• Text section:
● ● ● ● ●

DESCRIPTION OF THE PREFERRED EMBODIMENTS

The present invention provides a porous carbon material, including carbonaceous materials in general. These materials typically have many fine pores from being burned. Examples thereof include wood charcoal and activated carbon. The porous carbon material has many functions due to its porous structure, such as molecular adsorption, catalytic action, use as a support for a catalyst or a drug, humidity conditioning, acting as a molecular sieve, and the like. In particular, the surface area of the porous carbon material as described herein is preferably from 250 to 2,000 m²/g, and particularly preferably from 900 to 2,000 m²/g.

Wood charcoal, for example, has a surface area of around from 250 to 600 m²/g. Alternatively, activated carbon has a surface area around from 600 to 2,000 m²/g, and is prepared by further developing the pores of wood charcoal or the like with steam, chemical activation, or the like. Specifically, activated carbon prepared by activating wood charcoal, palm shell charcoal, coal, or the like, with steam or chemicals is preferred. All surface area values are determined by a volumetric method based on the nitrogen gas adsorption method.

The liquid by-product of an amino acid fermentation includes the liquid by-product obtained when isolating and purifying any kind of amino acid. These include broths from the fermentation of glutamic acid, lysine, glutamine, etc., when fermented from raw materials such as starch and molasses. A specific example includes the effluent obtained by passing a pH-adjusted fermentation broth of lysine, glutamine, or the like through a strongly acidic cationic resin to adsorb the amino acid onto the resin. Another example is the mother liquor obtained by adjusting the pH of a fermentation broth of an acidic amino acid such as glutamic acid or the like to the isoelectric point with a mineral acid, followed by separating the amino acid crystals by precipitation. These liquid by-products contain, in addition to various types of amino acids (typically from 5 to 14% by weight in the concentrated liquid), a lot of nutritive, solid components necessary for plant growth such as sugars, fermentation microorganisms, organic-form nitrogen, inorganic-form nitrogen, vitamins and the like. The total solid content is typically from 30 to 50% by weight. Some of these products have been registered as nitrogen fertilizers and are on the market, such as “PAL” (Registration number: Sei No. 74220), which is a phenylalanine fermentation by-product, and “Glutamine” (Kanagawa-prefecture No. 712), which is a glutamine fermentation by-product. Furthermore, if desired, typical fertilizer ingredients such as nitrogen, phosphoric acid, potassium, minerals, and the like, may be added to these by-products, as long as they do not inhibit the desirable effects.

● ● ● ● ●

[Point annotations on photos]
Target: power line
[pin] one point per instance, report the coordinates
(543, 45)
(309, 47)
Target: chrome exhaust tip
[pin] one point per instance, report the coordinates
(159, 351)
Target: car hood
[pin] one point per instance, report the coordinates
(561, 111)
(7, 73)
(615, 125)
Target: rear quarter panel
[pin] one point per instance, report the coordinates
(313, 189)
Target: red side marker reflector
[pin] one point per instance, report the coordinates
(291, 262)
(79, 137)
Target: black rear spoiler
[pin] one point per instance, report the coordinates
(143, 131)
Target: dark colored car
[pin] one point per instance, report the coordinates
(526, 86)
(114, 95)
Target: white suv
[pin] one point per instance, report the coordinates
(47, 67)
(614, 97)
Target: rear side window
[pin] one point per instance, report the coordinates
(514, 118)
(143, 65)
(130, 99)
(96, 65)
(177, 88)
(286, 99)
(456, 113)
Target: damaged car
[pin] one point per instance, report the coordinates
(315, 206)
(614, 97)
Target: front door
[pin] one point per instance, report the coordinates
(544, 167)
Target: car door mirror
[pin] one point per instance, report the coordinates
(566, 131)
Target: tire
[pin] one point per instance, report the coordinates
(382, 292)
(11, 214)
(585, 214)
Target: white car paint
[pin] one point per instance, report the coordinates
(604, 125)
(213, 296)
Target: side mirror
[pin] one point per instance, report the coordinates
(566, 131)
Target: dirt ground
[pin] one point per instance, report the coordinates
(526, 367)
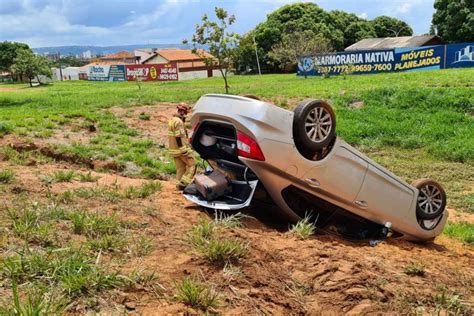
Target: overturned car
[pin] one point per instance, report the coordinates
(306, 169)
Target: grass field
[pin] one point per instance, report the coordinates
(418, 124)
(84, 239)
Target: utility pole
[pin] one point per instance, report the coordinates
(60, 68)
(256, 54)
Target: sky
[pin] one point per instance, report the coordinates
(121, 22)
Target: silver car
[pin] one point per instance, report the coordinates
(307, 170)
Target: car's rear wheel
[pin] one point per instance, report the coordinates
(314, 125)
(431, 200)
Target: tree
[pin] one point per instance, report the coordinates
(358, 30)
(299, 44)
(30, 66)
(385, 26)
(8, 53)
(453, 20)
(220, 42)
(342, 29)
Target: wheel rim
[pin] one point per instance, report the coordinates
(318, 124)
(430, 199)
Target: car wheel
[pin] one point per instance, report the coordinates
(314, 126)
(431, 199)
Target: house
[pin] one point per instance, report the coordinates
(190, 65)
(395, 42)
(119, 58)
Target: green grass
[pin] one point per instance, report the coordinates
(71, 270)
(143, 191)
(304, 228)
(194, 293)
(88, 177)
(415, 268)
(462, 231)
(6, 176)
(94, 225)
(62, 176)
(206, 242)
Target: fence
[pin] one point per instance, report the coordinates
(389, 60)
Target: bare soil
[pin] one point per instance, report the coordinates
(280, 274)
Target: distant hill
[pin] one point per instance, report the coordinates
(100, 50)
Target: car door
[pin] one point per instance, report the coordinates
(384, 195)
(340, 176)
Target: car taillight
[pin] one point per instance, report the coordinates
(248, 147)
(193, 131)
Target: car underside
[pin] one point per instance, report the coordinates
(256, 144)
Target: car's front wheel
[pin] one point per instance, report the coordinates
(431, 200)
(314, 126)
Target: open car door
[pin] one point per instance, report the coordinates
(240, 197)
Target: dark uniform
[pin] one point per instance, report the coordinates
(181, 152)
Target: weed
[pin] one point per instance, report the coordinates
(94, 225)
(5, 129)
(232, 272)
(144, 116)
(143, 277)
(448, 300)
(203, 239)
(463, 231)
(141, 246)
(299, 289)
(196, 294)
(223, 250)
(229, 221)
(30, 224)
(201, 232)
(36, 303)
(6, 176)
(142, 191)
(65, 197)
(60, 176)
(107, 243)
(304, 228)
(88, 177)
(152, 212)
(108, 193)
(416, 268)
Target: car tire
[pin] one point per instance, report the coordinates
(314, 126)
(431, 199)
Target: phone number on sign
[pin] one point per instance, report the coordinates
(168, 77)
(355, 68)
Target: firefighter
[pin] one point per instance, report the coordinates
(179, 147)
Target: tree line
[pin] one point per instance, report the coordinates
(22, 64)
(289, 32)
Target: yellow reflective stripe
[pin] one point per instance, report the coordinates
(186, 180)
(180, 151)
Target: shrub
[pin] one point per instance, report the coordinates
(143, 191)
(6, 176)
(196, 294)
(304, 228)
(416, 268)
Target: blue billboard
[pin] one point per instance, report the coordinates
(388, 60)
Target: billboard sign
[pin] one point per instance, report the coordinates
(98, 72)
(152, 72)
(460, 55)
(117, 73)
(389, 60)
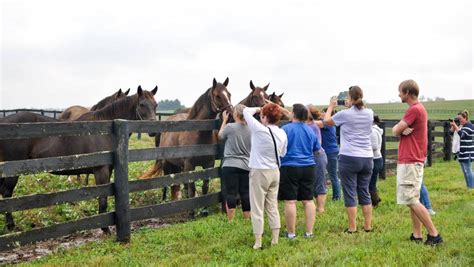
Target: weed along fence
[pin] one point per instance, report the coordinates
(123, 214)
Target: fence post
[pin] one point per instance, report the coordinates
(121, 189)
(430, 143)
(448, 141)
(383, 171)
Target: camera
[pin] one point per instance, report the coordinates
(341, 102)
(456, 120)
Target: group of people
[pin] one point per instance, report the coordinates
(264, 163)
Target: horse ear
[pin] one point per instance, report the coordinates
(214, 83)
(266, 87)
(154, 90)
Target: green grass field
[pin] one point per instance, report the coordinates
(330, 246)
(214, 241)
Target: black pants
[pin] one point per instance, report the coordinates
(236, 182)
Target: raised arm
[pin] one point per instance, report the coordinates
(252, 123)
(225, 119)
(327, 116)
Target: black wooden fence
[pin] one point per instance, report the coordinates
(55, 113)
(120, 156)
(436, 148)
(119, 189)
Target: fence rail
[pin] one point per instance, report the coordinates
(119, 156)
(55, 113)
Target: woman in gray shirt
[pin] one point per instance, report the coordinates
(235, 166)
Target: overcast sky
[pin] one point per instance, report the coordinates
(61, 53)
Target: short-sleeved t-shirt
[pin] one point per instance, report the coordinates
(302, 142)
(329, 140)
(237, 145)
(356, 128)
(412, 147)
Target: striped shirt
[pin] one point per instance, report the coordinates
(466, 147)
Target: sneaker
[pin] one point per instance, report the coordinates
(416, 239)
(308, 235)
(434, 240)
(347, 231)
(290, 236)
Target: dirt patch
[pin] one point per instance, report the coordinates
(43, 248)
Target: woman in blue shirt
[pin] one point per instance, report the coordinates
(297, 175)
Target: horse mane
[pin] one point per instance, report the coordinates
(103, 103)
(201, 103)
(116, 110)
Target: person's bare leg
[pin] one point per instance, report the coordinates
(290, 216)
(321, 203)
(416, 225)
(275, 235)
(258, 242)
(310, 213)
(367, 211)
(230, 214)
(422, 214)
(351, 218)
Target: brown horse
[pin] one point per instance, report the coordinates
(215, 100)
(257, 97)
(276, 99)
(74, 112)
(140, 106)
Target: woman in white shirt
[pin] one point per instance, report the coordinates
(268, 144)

● ● ● ● ●

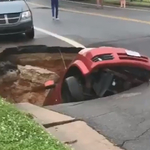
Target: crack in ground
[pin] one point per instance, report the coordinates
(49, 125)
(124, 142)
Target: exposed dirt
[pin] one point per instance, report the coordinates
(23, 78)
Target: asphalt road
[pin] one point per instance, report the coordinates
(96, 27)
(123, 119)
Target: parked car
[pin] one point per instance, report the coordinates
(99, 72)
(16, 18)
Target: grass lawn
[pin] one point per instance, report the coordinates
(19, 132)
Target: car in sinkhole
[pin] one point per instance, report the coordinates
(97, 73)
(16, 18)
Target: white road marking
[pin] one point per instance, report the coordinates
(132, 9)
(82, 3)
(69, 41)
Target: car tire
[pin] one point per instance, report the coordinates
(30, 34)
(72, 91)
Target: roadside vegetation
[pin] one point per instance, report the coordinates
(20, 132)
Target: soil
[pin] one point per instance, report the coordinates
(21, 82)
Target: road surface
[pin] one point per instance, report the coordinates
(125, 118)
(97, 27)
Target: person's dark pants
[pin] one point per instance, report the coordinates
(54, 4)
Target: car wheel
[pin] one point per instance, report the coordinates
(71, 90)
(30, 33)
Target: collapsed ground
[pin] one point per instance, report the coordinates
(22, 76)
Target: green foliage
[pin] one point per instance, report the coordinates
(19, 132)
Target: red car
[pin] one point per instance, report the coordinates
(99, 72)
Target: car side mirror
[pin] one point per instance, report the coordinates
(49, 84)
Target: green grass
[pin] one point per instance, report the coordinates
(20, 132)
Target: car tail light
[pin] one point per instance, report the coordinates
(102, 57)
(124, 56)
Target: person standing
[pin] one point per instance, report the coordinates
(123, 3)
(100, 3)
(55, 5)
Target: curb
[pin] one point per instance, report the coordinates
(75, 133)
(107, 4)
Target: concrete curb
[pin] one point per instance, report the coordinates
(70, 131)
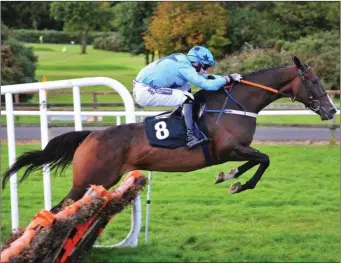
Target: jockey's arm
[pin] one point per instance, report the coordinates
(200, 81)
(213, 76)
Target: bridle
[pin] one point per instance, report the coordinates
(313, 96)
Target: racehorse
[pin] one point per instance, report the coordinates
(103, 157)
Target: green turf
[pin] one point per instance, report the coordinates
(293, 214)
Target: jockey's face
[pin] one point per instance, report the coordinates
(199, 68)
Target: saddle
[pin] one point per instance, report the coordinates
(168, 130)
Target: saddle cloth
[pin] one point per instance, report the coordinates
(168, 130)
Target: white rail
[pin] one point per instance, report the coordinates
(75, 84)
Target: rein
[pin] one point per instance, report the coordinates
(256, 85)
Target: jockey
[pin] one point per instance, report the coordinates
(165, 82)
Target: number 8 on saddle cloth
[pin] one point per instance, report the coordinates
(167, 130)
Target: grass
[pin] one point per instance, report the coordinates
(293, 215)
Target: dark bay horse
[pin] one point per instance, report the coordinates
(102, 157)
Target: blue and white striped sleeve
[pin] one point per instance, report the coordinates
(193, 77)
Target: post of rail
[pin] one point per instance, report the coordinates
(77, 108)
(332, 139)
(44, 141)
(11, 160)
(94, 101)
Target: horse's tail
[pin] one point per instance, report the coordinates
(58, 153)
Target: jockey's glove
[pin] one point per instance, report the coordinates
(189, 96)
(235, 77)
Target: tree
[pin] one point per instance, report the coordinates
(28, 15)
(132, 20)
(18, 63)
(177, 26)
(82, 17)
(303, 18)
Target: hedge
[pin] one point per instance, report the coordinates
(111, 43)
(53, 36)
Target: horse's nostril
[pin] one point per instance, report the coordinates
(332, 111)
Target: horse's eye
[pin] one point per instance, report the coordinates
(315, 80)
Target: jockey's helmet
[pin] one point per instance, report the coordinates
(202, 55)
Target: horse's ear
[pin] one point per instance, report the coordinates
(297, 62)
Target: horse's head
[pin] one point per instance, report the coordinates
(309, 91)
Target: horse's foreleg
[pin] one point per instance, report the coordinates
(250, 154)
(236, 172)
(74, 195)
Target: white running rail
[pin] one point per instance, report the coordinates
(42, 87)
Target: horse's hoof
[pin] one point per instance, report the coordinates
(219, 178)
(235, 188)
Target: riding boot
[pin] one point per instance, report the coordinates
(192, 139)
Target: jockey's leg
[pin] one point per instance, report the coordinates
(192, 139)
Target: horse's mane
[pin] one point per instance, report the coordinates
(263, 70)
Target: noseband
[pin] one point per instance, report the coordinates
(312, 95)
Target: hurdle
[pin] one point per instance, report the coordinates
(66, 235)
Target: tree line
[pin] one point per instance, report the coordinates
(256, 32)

● ● ● ● ●

• Problem 1:
Write out the porous carbon text again, everything from "DESCRIPTION OF THE" down to "to 2,000 m²/g.", and switch "porous carbon material" to "porous carbon product".
• Problem 2:
Locate each line in the rows that contains the word "mirror" and copy it.

• Written response 1:
DESCRIPTION OF THE PREFERRED EMBODIMENTS

The present invention provides a porous carbon product, including carbonaceous materials in general. These materials typically have many fine pores from being burned. Examples thereof include wood charcoal and activated carbon. The porous carbon product has many functions due to its porous structure, such as molecular adsorption, catalytic action, use as a support for a catalyst or a drug, humidity conditioning, acting as a molecular sieve, and the like. In particular, the surface area of the porous carbon product as described herein is preferably from 250 to 2,000 m²/g, and particularly preferably from 900 to 2,000 m²/g.

• Written response 2:
Target: car door mirror
Target: side mirror
Target: car side mirror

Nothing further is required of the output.